* Start *
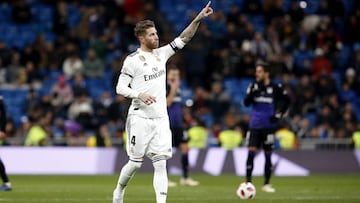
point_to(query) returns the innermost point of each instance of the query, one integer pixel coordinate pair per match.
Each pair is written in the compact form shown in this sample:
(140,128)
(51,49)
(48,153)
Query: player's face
(150,40)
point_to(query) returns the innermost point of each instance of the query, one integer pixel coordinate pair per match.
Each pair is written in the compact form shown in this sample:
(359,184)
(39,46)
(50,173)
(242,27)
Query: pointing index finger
(208,4)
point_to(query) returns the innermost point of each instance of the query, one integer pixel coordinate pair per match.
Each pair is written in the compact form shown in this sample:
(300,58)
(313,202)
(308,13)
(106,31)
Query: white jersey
(145,72)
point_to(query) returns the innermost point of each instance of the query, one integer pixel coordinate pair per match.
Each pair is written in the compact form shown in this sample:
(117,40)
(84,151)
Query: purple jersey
(265,104)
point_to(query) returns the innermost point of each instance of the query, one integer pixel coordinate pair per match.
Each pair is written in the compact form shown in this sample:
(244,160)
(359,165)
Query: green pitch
(98,189)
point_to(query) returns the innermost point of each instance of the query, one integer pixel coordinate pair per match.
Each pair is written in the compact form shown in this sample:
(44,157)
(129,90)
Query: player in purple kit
(269,103)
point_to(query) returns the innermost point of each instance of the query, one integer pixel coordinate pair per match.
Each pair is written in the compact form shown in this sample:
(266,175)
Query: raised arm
(191,29)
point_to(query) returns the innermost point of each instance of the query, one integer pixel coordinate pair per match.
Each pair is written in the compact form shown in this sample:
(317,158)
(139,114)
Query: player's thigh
(268,139)
(253,138)
(178,136)
(161,142)
(138,130)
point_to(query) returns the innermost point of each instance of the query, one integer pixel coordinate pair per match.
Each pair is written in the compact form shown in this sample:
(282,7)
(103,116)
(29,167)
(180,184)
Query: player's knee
(159,162)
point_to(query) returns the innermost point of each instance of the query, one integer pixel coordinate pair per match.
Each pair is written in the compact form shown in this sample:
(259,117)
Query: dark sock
(3,175)
(249,165)
(185,165)
(268,167)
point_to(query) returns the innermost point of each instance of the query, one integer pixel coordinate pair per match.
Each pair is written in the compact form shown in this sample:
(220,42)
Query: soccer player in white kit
(143,79)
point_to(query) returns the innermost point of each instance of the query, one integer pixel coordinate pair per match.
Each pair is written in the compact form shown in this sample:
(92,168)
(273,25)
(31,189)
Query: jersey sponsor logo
(264,99)
(154,76)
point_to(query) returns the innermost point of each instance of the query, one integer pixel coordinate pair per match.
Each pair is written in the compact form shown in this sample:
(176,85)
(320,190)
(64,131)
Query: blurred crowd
(305,53)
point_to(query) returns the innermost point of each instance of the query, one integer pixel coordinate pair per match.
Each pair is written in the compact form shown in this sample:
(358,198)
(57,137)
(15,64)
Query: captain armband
(177,44)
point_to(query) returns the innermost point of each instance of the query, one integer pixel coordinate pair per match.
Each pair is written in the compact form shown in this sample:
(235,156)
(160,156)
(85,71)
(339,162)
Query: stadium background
(313,47)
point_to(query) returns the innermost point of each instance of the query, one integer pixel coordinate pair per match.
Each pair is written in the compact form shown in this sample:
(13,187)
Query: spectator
(252,7)
(346,94)
(296,13)
(306,100)
(37,135)
(351,79)
(21,12)
(260,47)
(231,137)
(82,111)
(321,66)
(14,69)
(60,18)
(219,100)
(304,130)
(198,135)
(61,93)
(72,66)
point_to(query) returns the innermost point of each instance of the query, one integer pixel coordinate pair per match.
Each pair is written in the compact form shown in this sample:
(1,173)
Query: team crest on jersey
(142,58)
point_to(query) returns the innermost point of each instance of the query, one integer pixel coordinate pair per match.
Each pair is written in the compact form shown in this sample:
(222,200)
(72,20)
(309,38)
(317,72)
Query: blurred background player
(143,79)
(6,182)
(269,103)
(179,136)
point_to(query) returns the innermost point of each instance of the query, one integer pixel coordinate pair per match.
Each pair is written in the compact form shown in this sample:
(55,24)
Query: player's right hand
(146,98)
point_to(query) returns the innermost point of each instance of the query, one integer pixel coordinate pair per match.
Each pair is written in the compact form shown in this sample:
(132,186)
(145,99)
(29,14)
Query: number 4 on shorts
(132,141)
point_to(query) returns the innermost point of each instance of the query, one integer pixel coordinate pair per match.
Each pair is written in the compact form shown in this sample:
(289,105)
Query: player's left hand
(206,11)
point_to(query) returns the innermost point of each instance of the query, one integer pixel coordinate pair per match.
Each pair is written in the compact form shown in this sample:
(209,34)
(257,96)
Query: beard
(152,44)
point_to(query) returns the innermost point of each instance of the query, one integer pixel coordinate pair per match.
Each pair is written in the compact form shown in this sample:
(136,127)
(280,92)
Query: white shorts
(148,136)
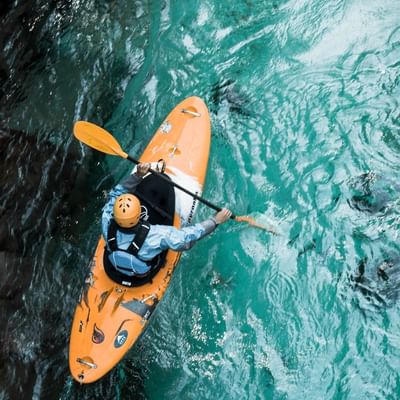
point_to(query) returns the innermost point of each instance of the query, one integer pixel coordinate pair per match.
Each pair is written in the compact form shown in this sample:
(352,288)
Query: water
(304,103)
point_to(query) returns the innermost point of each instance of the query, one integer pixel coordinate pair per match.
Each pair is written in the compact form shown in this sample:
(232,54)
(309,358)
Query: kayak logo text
(120,339)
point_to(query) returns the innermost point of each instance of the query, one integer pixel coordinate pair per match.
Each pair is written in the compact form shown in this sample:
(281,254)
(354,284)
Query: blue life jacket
(127,261)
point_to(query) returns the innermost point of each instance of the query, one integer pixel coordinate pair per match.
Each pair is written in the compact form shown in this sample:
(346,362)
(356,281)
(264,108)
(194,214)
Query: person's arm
(185,238)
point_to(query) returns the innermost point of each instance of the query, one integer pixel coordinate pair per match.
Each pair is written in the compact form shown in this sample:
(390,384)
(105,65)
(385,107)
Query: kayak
(114,310)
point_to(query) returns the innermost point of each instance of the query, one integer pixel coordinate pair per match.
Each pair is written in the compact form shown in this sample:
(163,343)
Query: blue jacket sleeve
(185,238)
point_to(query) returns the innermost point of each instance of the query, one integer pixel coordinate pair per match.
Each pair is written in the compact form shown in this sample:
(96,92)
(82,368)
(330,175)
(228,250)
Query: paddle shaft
(170,182)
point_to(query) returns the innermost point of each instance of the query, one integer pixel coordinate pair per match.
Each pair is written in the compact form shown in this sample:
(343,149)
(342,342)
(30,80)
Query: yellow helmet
(127,210)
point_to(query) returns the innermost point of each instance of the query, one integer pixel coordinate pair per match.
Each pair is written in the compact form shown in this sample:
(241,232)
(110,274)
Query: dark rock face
(378,279)
(22,41)
(371,193)
(227,91)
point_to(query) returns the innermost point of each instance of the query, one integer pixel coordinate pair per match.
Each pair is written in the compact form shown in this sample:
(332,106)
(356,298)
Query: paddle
(99,139)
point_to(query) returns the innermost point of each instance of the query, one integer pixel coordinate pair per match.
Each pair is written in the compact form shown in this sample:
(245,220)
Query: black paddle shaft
(170,182)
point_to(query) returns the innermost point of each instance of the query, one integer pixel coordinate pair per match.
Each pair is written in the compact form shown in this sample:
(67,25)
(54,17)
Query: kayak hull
(110,317)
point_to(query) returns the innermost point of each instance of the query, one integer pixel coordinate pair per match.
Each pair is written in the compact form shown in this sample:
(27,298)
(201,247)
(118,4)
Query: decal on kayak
(120,339)
(98,335)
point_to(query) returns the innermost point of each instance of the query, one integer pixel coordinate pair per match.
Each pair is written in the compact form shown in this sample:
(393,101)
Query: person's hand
(222,216)
(142,169)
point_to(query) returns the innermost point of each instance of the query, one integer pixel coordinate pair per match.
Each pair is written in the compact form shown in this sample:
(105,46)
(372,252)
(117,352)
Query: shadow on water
(46,235)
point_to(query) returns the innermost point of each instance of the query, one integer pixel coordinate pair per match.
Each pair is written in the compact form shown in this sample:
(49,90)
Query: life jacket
(127,261)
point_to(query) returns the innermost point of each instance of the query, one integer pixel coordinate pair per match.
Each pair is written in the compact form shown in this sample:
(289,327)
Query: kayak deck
(110,317)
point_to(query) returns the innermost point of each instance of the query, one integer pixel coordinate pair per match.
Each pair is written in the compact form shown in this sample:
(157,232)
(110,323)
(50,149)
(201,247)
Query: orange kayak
(111,315)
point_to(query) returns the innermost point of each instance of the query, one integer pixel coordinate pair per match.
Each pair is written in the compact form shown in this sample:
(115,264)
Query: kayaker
(132,244)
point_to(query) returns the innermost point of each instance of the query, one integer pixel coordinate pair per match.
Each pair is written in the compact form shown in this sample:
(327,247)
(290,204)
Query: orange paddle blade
(98,138)
(252,222)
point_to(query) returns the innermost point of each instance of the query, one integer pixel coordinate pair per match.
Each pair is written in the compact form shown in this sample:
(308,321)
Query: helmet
(127,210)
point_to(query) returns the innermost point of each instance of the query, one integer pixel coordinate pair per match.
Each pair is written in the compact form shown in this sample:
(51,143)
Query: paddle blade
(98,138)
(252,222)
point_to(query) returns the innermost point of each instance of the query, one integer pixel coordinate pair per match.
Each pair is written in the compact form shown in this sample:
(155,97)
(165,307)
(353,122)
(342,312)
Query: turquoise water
(304,101)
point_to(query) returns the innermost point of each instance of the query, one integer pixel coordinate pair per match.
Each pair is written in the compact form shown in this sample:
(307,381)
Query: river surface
(304,101)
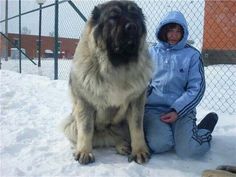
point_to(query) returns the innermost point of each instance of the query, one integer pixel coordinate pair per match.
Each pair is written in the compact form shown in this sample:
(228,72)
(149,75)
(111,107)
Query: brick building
(219,37)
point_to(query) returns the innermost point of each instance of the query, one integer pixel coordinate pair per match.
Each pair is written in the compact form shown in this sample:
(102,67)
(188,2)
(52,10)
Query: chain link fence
(212,29)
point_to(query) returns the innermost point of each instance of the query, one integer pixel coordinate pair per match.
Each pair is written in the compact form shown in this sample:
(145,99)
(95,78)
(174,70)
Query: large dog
(110,72)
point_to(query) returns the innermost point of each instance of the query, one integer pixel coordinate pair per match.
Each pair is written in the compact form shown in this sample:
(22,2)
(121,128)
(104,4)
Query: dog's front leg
(140,152)
(84,116)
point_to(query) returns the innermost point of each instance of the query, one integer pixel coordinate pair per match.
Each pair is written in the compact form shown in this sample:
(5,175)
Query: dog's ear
(96,13)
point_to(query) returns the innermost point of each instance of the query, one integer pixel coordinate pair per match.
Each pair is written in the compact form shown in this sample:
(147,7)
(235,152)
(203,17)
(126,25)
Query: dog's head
(119,28)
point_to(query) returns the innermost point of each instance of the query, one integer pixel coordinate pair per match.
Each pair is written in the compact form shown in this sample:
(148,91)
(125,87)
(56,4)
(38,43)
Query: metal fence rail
(211,26)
* End *
(Task brief) Gather every line from the rows above that contains the word "blue".

(Result for this task)
Query: blue life jacket
Query: blue jacket sleeve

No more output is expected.